Continue the notes on tokens, temperature, and hallucinations in language models, starting after their last sentence.

--- Provided text Enclosed Below ---

Tokenize Workloads Precisely for Cost and Limits

Tokens are sub-word fragments from the model's tokenizer, not words/characters. Code eats tokens fast—brackets, underscores, indentation, identifiers push a 200-line Python file to ~3K tokens, not 2K. Non-English (Japanese, Arabic, Hindi) uses 2-4x more tokens than English for same meaning, breaking English-based estimates. JSON/XML schemas add overhead vs. prose. Always run representative samples through the exact tokenizer pre-launch: word-count guesses underestimate costs severely.

Tune Temperature for Reproducibility, Ground Hallucinations Systematically

Temperature controls low-probability token sampling, trading reproducibility for variety—use 0 for tool-calling, extraction, classification, spec'd code gen where correctness trumps creativity. Higher suits diverse generation (variants, brainstorming) but invites irreproducible bugs. Even temperature=0 isn't fully deterministic due to API routing/batching; true control needs seeded inference. View hallucinations as pattern continuation from training data, not recall errors: counter with retrieval grounding, output schemas/function calls, and post-generation validation (critical for actions). In coding agents, models invent APIs confidently—prompting/feedback loops fail; validate rigorously.

--- End of Enclosed Provided text ---
--- Supplied information Enclosed Below ---

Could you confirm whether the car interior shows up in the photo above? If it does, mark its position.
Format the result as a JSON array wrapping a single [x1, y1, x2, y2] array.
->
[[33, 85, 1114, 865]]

--- End of Enclosed Supplied information ---

§ Your response:
Engineer RAG Retrieval, Not Just the LLM

RAG indexes data, retrieves chunks at query time for context. The LLM is easy; retrieval decides success—tune chunking, embeddings, hybrid search, reranking, query rewriting. Diagnose with recall@10 on held-out eval sets: poor retrieval, not the model, causes most failures. Teams blame LLMs without measuring this.